* What is needed
Can you copy the entries below word for word, starting with the line that contains "Locate the young" and continuing through the final line of the entries, both included?
--- start Material for this exercise ---
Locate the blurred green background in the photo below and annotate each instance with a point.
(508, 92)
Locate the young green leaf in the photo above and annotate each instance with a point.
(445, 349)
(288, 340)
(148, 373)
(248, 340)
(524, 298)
--- end Material for this exercise ---
* Output
Locate the young green leaf in the photo above and annotate each instance with a point.
(445, 349)
(288, 340)
(148, 373)
(248, 340)
(524, 298)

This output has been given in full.